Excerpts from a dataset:
※ ※ ※

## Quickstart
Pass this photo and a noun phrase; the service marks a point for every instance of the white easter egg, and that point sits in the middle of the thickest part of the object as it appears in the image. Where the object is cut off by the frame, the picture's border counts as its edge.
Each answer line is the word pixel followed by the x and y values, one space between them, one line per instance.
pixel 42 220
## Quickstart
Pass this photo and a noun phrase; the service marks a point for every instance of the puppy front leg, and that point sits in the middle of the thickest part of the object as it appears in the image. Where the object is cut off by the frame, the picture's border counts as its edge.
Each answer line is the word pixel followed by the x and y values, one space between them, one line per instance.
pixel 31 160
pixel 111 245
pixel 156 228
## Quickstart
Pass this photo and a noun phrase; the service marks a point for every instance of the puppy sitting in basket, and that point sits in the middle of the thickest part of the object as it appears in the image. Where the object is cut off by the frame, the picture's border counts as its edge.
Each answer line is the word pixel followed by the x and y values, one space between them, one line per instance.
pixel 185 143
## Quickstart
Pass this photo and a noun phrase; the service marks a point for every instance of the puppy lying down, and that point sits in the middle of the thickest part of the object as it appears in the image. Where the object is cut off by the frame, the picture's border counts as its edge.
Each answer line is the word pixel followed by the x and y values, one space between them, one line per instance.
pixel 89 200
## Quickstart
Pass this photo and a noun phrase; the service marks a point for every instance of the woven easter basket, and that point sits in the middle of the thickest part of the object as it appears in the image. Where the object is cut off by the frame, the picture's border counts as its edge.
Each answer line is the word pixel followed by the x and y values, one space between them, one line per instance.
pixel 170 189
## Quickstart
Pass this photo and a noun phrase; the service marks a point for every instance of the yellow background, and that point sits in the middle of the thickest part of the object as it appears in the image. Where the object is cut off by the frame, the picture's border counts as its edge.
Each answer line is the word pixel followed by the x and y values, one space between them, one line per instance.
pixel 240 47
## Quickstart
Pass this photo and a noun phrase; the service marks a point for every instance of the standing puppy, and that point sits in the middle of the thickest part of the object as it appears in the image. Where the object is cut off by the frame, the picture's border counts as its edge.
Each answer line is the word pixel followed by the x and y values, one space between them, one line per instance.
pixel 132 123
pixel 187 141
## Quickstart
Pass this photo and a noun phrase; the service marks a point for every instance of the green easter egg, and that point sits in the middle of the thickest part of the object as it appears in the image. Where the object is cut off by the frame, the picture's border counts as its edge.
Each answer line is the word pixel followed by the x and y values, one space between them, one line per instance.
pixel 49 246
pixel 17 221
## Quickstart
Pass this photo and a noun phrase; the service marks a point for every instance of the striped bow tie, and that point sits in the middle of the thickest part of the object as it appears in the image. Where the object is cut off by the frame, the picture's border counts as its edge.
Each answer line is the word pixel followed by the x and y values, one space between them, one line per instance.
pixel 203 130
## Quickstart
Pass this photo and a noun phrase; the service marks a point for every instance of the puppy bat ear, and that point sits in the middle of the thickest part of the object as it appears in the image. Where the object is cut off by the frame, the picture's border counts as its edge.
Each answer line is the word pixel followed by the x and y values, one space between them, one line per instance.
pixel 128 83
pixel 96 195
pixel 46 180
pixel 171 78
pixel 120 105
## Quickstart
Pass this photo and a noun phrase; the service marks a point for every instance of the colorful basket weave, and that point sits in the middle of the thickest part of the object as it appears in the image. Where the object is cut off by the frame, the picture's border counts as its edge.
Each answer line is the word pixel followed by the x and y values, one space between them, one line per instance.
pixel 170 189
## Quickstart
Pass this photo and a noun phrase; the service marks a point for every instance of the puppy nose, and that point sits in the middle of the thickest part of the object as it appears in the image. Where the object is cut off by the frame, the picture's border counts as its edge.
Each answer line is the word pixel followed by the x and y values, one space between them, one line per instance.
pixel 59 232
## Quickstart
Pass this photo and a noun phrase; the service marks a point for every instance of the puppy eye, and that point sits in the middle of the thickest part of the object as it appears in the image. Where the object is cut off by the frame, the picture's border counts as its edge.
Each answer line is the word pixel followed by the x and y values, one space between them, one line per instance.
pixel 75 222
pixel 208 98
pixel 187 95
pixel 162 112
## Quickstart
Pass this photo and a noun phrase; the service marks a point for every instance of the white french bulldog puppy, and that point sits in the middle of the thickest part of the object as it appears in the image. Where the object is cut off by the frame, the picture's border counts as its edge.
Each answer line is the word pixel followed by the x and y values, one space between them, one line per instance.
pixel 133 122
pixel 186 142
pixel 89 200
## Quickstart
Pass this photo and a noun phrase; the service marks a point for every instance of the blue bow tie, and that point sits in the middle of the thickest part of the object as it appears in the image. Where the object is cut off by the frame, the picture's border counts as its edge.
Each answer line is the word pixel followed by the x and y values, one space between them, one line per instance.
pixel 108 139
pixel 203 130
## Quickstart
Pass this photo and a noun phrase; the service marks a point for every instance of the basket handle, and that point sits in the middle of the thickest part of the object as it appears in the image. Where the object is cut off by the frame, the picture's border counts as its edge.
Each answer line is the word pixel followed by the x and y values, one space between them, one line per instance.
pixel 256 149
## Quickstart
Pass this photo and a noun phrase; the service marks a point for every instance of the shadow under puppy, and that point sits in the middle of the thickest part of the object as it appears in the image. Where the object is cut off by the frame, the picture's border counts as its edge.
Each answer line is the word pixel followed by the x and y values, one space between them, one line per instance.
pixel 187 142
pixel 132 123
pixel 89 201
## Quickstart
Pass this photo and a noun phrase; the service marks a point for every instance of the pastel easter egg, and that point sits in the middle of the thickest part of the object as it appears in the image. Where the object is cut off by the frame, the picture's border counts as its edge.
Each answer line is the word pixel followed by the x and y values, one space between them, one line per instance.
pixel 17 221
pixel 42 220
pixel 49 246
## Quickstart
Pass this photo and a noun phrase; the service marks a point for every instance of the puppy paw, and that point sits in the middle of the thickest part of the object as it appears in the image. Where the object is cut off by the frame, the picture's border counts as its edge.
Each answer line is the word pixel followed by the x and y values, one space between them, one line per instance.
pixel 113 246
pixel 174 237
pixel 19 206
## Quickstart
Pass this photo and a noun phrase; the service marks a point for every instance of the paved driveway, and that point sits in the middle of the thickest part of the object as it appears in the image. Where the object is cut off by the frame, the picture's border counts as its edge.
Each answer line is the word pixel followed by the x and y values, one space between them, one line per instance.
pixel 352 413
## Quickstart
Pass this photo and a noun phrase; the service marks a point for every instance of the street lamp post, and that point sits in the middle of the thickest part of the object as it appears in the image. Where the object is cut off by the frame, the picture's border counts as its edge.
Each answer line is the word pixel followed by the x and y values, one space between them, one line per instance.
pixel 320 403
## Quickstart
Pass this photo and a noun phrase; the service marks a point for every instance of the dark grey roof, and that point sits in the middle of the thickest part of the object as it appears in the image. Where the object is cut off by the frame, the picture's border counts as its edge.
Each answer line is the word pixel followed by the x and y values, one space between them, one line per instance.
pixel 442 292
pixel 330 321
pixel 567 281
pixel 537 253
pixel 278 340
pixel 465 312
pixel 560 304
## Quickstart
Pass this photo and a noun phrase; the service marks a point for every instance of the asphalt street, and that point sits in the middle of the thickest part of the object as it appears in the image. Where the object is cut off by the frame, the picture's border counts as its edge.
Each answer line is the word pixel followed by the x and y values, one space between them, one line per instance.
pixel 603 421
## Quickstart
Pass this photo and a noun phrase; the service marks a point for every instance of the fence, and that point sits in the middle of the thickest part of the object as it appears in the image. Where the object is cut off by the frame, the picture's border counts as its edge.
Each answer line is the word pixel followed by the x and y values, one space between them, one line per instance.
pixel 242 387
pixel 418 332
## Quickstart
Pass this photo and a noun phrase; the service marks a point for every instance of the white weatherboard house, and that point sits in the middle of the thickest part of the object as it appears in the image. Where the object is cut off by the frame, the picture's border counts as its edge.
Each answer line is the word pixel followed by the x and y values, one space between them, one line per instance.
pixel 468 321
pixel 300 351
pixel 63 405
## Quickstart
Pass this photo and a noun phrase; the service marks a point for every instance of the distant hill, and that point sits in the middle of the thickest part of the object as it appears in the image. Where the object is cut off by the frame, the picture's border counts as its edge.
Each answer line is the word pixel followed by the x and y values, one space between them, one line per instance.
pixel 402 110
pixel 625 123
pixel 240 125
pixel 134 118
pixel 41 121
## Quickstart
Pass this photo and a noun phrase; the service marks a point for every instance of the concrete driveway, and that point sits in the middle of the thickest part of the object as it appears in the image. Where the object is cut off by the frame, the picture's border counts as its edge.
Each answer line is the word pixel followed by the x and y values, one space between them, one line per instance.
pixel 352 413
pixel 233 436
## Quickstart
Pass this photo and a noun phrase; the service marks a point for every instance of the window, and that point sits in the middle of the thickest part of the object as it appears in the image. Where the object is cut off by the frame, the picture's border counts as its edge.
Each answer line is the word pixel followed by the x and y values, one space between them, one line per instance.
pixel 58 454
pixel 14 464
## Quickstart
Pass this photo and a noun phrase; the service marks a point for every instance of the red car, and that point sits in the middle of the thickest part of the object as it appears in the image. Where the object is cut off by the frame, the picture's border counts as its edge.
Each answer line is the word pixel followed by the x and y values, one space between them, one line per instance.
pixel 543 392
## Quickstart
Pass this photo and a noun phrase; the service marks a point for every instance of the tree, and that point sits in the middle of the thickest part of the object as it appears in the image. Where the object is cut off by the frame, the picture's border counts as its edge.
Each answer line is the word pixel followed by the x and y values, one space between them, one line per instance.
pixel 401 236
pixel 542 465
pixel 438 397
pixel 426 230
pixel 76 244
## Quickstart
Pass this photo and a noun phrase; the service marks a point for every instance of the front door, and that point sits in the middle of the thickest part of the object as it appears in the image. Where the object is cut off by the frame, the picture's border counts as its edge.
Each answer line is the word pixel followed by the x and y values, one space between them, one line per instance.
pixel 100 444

※ ※ ※

Bring together every line in the entries that holds the string "street".

Pass this photo and a noun phrase; the service marks a point for every instance of the street lamp post, and that point sits in the middle of the thickest part of the object as it appears in the image. Where the object is cut off by the frame, the picture's border counts as its edge.
Pass this photo and a noun phrase; the service marks a point for every instance of the asphalt street, and that point sits in the middle of the thickest part of the object as it appears in the image. Where the object is cut off by the frame, the picture's border counts as its edge.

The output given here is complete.